-- start LISTED ENTRIES --
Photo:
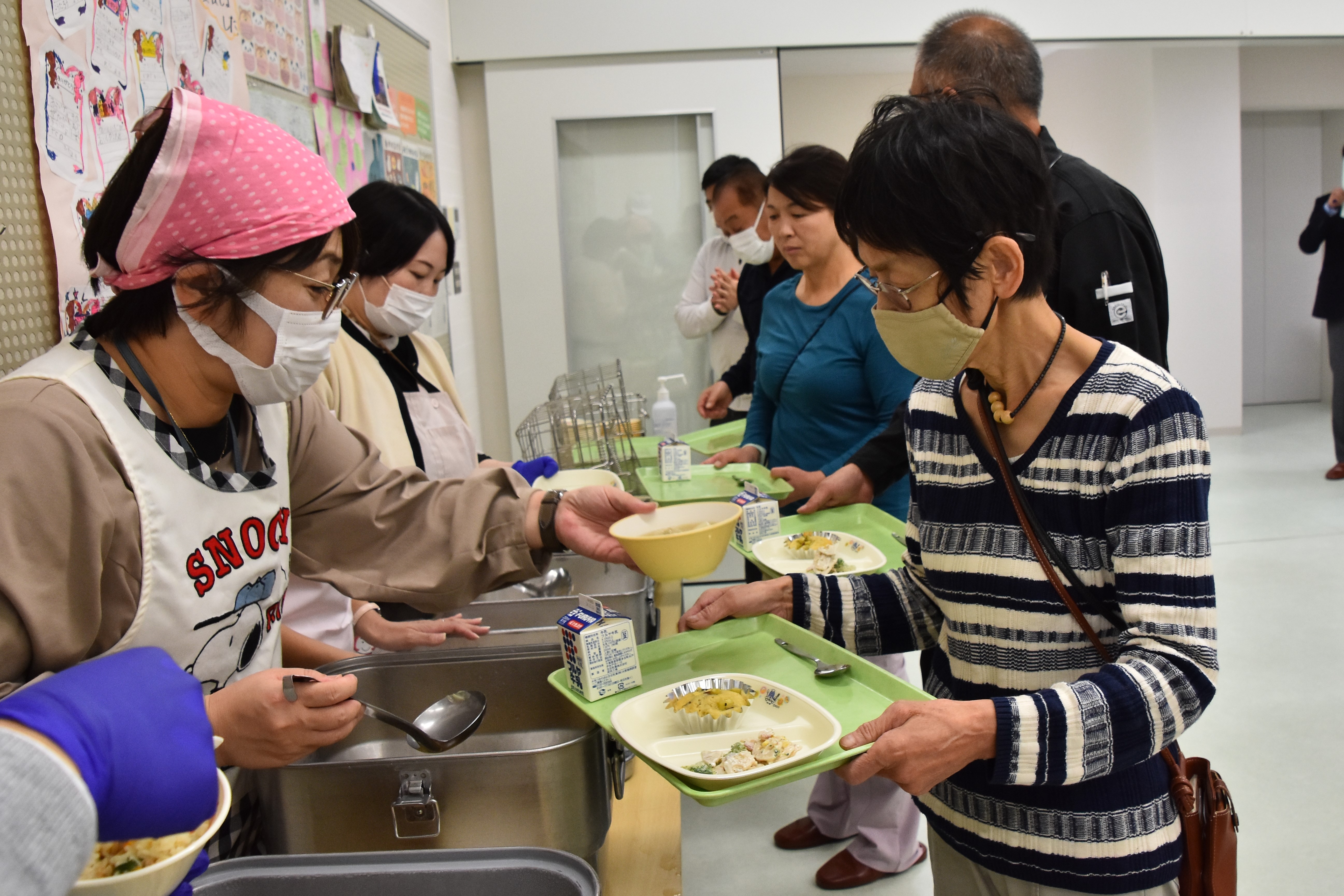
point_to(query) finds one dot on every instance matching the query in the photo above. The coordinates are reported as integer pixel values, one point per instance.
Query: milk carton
(674, 461)
(760, 516)
(600, 651)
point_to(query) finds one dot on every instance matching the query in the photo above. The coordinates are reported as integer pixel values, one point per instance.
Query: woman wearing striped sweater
(1037, 766)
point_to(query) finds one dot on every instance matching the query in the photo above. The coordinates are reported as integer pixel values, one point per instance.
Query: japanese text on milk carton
(600, 651)
(760, 516)
(674, 461)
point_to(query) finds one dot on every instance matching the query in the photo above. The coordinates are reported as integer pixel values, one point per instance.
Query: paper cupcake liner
(698, 725)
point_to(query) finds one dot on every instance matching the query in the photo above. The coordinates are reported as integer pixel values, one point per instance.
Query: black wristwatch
(546, 522)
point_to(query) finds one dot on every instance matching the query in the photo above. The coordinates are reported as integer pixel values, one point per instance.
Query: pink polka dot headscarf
(226, 185)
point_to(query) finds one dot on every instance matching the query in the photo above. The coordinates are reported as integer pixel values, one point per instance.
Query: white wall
(1281, 171)
(1163, 119)
(429, 18)
(525, 100)
(535, 29)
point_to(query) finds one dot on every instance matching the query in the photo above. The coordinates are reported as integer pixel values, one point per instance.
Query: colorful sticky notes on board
-- end LISTED ENTRIES --
# [TASK OBJECTIVE]
Repeat each line of the records above exactly, but do not copy the pictures.

# [FINAL RESULT]
Photo:
point_to(query) finds one dot on every instance matching the query in the photo above. The coordinates are reported as integer pixel values, one point per instance.
Query: milk carton
(674, 461)
(760, 516)
(600, 651)
point_to(query) finds one dot on every instance matching the query in the photo above. The coordinates are reported as integer pixel values, one point per instance.
Query: woman wearing striped sweater
(1037, 766)
point_to(query) finds one dot on every instance matching the query in the photo above. The coordinates are reported as integer pixel values, one point per instance.
Query: japanese text on milk carton
(600, 651)
(760, 516)
(674, 461)
point_to(query) finds one dot on every instance matching the query in the photo above. The coordinates are reported as integer pixel values, one point per instance.
Query: paper cupcake liner
(698, 725)
point_to(query) finds one dot on every instance matching the query in the photo above. The coordinates are reported as integer pixel values, one point per instance.
Query: black wristwatch
(546, 522)
point_to(query) finds one dot on every instance matching the query in the photo above. The coordinates are reported as integer pixel values, one point per instance.
Query: pink polka dot headscarf
(226, 185)
point_to(query) finds one dot on every instance matching the query in the photo above. The coordinates are reported as integer pixel values, one point per instance.
Query: white wall
(1281, 171)
(1163, 119)
(429, 18)
(525, 100)
(535, 29)
point_to(query) finds one dot on every instance matching the query in the photo above. The coordinates are reported as integer pixel values, one point per instance.
Query: colorful sticky notes on board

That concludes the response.